▶ _Set task 1_: Please write out the part of the regex thread that opens with the words containing "I have number" and closes with "Any suggestions? Thanks.".

START Page

Search code examples
regexmatchregex-lookaroundslookbehind

Regular expression syntax to match first segment only


I have number of URLs where I need to match first segment without "/" with Regex

This segment can be either xx or xx-xx.

I've tried to do it with lookahead and lookbehind but sometimes in the URL I have another 2 letter segment. (/ts/; /ca/) I don't want /ts; /ca/ them to match. I only want first segment in my Regex. Any suggestions? Thanks.

https://regex101.com/r/Qy3nyI/1

(?<=\/)\w{2}(-\w{2})?(?=\/)

Test urls:

/en/home.aspx
/en-gb/ts/tc/home.aspx
/en-gb/home.aspx
/en-de/home.aspx
/de-de/home.aspx
/en/home.aspx
/en-fb/afspfas.aspx
/en-gb/ts/ca/anotherPage.aspx

Solution

  • Try adding a starting ^ anchor to the initial lookbehind in your current regex pattern:

    (?<=^/)\w{2}(-\w{2})?(?=/)
        ^^ change is here
    

    Updated demo:

    Demo

    This pattern says to:

    (?<=^/)         lookbehind and assert that what precedes is a leading /
    \w{2}(-\w{2})?  then match the country abbreviation text
    (?=/)           lookahead and assert that what follows is another /

END Page

▶ _Set task 2_: Convert the lines of the entries below into a numbered list, skipping blank lines and leaving the pictures out.

START Data records

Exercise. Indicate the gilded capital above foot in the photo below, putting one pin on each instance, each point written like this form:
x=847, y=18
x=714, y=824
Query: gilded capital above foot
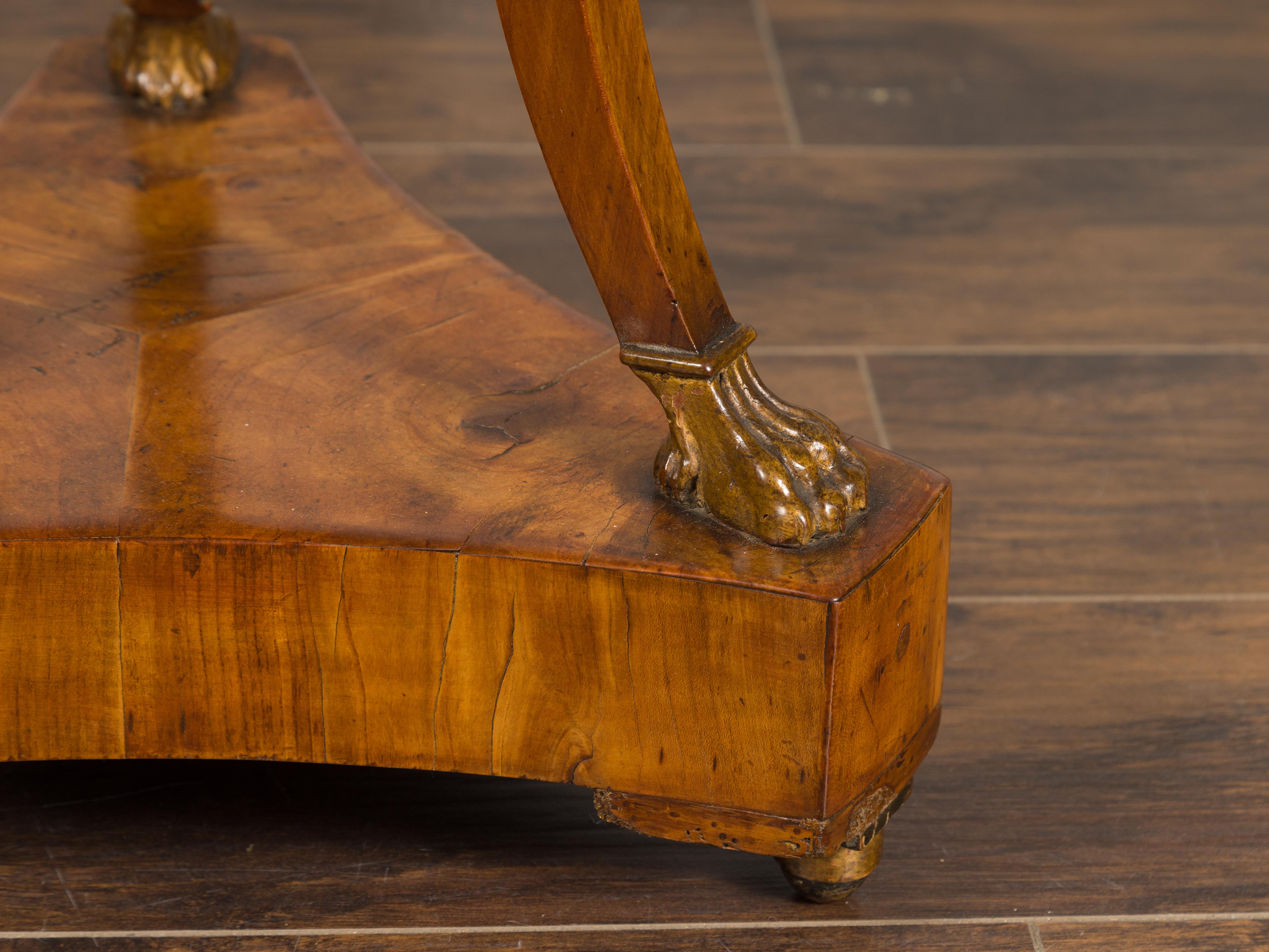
x=773, y=470
x=173, y=61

END Data records

▶ _Task response 1_:
I have number of URLs where I need to match first segment without "/" with Regex

This segment can be either xx or xx-xx.

I've tried to do it with lookahead and lookbehind but sometimes in the URL I have another 2 letter segment. (/ts/; /ca/) I don't want /ts; /ca/ them to match. I only want first segment in my Regex. Any suggestions? Thanks.

▶ _Task response 2_:
1. Exercise. Indicate the gilded capital above foot in the photo below, putting one pin on each instance, each point written like this form:
2. x=847, y=18
3. x=714, y=824
4. Query: gilded capital above foot
5. x=773, y=470
6. x=173, y=61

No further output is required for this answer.